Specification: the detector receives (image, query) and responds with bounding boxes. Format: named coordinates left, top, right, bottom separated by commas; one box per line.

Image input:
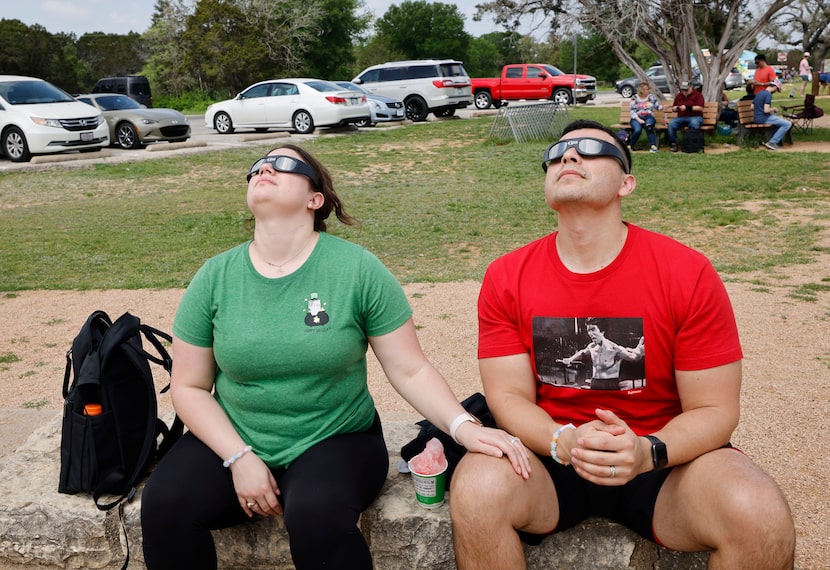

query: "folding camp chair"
left=781, top=94, right=824, bottom=135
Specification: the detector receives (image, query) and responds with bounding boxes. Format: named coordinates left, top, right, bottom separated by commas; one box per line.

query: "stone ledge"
left=0, top=414, right=708, bottom=569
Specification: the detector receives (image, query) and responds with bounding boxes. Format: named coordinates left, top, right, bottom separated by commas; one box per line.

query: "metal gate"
left=488, top=102, right=571, bottom=143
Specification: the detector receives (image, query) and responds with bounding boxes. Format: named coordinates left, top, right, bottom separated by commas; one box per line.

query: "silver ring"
left=510, top=437, right=520, bottom=444
left=609, top=465, right=617, bottom=478
left=246, top=501, right=256, bottom=508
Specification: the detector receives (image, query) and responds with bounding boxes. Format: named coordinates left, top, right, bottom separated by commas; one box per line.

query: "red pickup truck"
left=471, top=64, right=597, bottom=109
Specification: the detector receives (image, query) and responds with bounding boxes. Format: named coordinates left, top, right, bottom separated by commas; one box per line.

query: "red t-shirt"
left=753, top=65, right=778, bottom=94
left=478, top=224, right=742, bottom=435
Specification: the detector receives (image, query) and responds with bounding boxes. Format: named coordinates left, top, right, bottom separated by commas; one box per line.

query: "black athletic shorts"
left=519, top=444, right=736, bottom=545
left=518, top=453, right=673, bottom=545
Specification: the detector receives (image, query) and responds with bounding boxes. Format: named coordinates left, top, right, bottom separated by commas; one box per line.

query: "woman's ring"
left=247, top=501, right=256, bottom=508
left=510, top=437, right=520, bottom=444
left=609, top=465, right=617, bottom=478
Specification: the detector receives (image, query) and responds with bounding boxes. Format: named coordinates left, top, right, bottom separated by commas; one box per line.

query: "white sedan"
left=205, top=78, right=371, bottom=135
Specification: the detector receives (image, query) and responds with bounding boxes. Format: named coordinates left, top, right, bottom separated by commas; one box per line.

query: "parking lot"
left=0, top=93, right=622, bottom=174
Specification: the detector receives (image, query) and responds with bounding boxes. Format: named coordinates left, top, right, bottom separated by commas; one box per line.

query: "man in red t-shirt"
left=449, top=119, right=795, bottom=569
left=752, top=53, right=778, bottom=95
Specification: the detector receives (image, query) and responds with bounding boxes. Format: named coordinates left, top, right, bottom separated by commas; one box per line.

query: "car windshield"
left=93, top=95, right=142, bottom=111
left=0, top=80, right=75, bottom=105
left=542, top=65, right=564, bottom=77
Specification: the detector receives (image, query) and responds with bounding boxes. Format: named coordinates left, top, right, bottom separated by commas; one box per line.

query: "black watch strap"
left=644, top=435, right=668, bottom=470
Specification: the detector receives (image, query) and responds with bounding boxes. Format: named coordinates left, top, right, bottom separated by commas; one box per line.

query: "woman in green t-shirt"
left=141, top=144, right=531, bottom=569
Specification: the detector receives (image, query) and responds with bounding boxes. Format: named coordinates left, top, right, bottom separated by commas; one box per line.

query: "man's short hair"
left=560, top=119, right=633, bottom=174
left=755, top=54, right=766, bottom=63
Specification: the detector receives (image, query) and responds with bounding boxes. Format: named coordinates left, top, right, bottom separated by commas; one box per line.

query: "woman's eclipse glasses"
left=542, top=137, right=630, bottom=174
left=247, top=155, right=320, bottom=187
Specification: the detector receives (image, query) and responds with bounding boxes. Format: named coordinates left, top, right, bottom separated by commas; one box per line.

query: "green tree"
left=353, top=34, right=408, bottom=75
left=558, top=31, right=621, bottom=84
left=302, top=0, right=370, bottom=79
left=475, top=0, right=797, bottom=101
left=75, top=32, right=147, bottom=90
left=768, top=0, right=830, bottom=73
left=464, top=36, right=503, bottom=77
left=375, top=1, right=470, bottom=60
left=143, top=0, right=196, bottom=97
left=0, top=19, right=79, bottom=91
left=180, top=0, right=274, bottom=96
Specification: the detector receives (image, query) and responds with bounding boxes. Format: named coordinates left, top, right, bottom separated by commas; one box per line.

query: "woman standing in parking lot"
left=139, top=144, right=530, bottom=569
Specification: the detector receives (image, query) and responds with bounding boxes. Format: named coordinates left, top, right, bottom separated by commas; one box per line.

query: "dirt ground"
left=1, top=269, right=829, bottom=568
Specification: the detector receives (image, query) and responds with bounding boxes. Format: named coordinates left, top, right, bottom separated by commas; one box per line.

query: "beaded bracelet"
left=223, top=445, right=252, bottom=468
left=550, top=423, right=576, bottom=465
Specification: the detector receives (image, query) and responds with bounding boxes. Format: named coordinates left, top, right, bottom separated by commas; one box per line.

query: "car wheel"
left=293, top=110, right=315, bottom=134
left=214, top=112, right=234, bottom=134
left=116, top=122, right=142, bottom=149
left=551, top=88, right=573, bottom=105
left=620, top=85, right=634, bottom=99
left=474, top=91, right=493, bottom=109
left=2, top=127, right=31, bottom=162
left=405, top=96, right=429, bottom=122
left=355, top=118, right=373, bottom=128
left=434, top=107, right=456, bottom=117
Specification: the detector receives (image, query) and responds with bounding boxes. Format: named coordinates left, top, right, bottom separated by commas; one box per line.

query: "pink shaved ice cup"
left=407, top=438, right=448, bottom=509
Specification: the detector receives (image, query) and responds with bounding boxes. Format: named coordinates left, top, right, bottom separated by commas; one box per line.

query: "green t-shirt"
left=173, top=233, right=412, bottom=468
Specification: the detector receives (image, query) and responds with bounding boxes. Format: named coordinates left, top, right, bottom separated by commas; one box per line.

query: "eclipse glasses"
left=542, top=137, right=630, bottom=174
left=247, top=155, right=320, bottom=187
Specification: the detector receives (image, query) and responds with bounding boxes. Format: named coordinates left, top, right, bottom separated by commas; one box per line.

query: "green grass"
left=0, top=107, right=828, bottom=290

[Directions] Your answer must be an exact copy of the records, with no pictures in it.

[Result of the exercise]
Specification: the detector receives (image, query) and responds with bounding boxes. Format: named coordinates left, top, right, bottom separated by commas; one box per line.

Image input:

query: "folding camp chair"
left=781, top=94, right=824, bottom=135
Specification: the detector receives (image, query) and responds with bounding boxes. Format: named coordinates left, top, right, bottom separated by commas; one box per line.

query: "stone ledge"
left=0, top=414, right=708, bottom=569
Specification: the detector receives (image, query) and responds with bounding boxes. Format: named coordinates left, top, right, bottom separated by commas; one box per line.

query: "metal gate"
left=488, top=102, right=571, bottom=143
Specification: the detector receives (image, query) and responds with bounding boxes. Format: named coordinates left, top, right, bottom separated by commas; one box per line.

query: "silver ring"
left=510, top=437, right=520, bottom=444
left=609, top=465, right=617, bottom=478
left=246, top=501, right=256, bottom=508
Specification: the detector receives (image, query) and responds with bounding boxes. Format: named coordinates left, top, right, bottom separated by commas; one box per line.

query: "red pickup truck"
left=471, top=64, right=597, bottom=109
Specification: the detector receives (image, query) and responds with bounding boxes. Format: named coordinates left, top, right, bottom separated by commas; one box per line.

query: "red t-shirt"
left=753, top=65, right=778, bottom=94
left=478, top=224, right=742, bottom=435
Specification: the detector receives (image, query) and responds with bounding boxes. Format: named coordinates left, top, right, bottom separated by commas; one box per line.

query: "black athletic shorts"
left=519, top=444, right=736, bottom=545
left=518, top=453, right=673, bottom=545
Specification: the detector receives (image, query) and responds with bounding boxes. Format: named coordinates left, top, right, bottom separated by commas; one box per line.

query: "woman's ring"
left=247, top=501, right=256, bottom=508
left=510, top=437, right=520, bottom=444
left=609, top=465, right=617, bottom=478
Specification: the detector receives (image, query) and responds with bounding boxes. Format: named coordinates left, top, right, bottom separated by commas; one box per line.

query: "white sedan"
left=205, top=78, right=371, bottom=135
Specification: the detector receives (image, query) and responds with bounding boxes. Format: named coordinates left, top, right, bottom separated by commas; one box per line.

query: "parking lot"
left=0, top=93, right=622, bottom=174
Specification: the detector receives (image, query) and responds with bounding boxes. Format: named coordinates left, top, right, bottom separated by commas; one box per line.

query: "man in red t-shirt"
left=449, top=119, right=795, bottom=569
left=752, top=53, right=778, bottom=95
Specification: the detector receives (image, query) and responds with bounding boxes. Format: named coordinates left, top, right, bottom separated by commas; one box per line.

query: "car windshield"
left=93, top=95, right=142, bottom=111
left=0, top=80, right=75, bottom=105
left=542, top=65, right=564, bottom=77
Specification: the detector receives (image, query) and responds with bounding boxes. Format: named coordinates left, top, right, bottom separated by commas; one box per line.

query: "black watch strap"
left=644, top=435, right=668, bottom=470
Specification: the detector receives (image, query) and responds with bounding boxes. Format: named coordinates left, top, right, bottom separated by commas; one box per line.

query: "woman in green t-shirt"
left=141, top=144, right=531, bottom=569
Specification: the detector receives (image, query) and responds with bounding boxes. Format: named coordinates left, top, right, bottom separated by commas; one box per line.

query: "man's short hair"
left=560, top=119, right=633, bottom=174
left=755, top=54, right=766, bottom=63
Specification: the detector receives (image, query) and responds with bounding boxes. Format: named coordinates left, top, right, bottom separated by commas; one box per line.

query: "woman's eclipse glasses"
left=542, top=137, right=630, bottom=174
left=247, top=155, right=320, bottom=187
Specification: the detector receives (image, query) and responds with bounding boxes. Format: named coordinates left, top, right, bottom separated by commas; one box per line.

query: "green tree"
left=353, top=34, right=408, bottom=75
left=558, top=31, right=621, bottom=84
left=302, top=0, right=370, bottom=79
left=475, top=0, right=797, bottom=101
left=75, top=32, right=147, bottom=90
left=768, top=0, right=830, bottom=73
left=464, top=36, right=503, bottom=77
left=375, top=1, right=470, bottom=60
left=143, top=0, right=196, bottom=97
left=0, top=19, right=79, bottom=91
left=180, top=0, right=274, bottom=96
Specification: the detector receives (image, query) and responds with bounding boxes. Format: named coordinates left, top, right, bottom separated by commas; one box per line.

query: "woman standing in parking lot"
left=139, top=144, right=530, bottom=569
Specification: the detector receives (image, query) and responds with bounding boxes. Format: named coordinates left, top, right, bottom separated by commas; one box per line.

query: "dirt ground"
left=1, top=269, right=829, bottom=568
Specification: the detector receives (image, query) and responds with bounding boxes. Format: named coordinates left, top, right, bottom separated by commas; one box per line.

query: "beaded bracelet"
left=223, top=445, right=252, bottom=468
left=550, top=423, right=576, bottom=465
Specification: the detector receives (image, query) and responds with bounding boxes. Format: named coordinates left, top, right, bottom separated by commas; one box per line.

query: "car wheel"
left=293, top=110, right=315, bottom=134
left=214, top=112, right=234, bottom=134
left=116, top=122, right=142, bottom=149
left=551, top=88, right=573, bottom=105
left=620, top=85, right=634, bottom=99
left=474, top=91, right=493, bottom=109
left=2, top=127, right=31, bottom=162
left=405, top=96, right=429, bottom=122
left=355, top=118, right=373, bottom=128
left=434, top=107, right=456, bottom=117
Specification: the detector receives (image, query) and responds with bounding boxes. Format: named coordinates left, top, right, bottom separated by commas; one box per line.

query: "pink shaved ice cup"
left=407, top=438, right=448, bottom=509
Specification: the detector receives (image, query) and responds with bounding boxes. Format: named coordinates left, top, right, bottom separated by commas; one box per line.

query: "green t-shirt"
left=173, top=233, right=412, bottom=468
Specification: the detector receives (image, query) and responds with bounding boxes. Format: named coordinates left, top, right, bottom separated by commas; one box per line.

query: "eclipse glasses"
left=542, top=137, right=630, bottom=174
left=247, top=155, right=320, bottom=187
Specification: the detector receives (image, query) and responds with bounding boxes. Format: named coordinates left, top, right, bottom separated by commas; one box per line.

query: "green grass"
left=0, top=107, right=828, bottom=290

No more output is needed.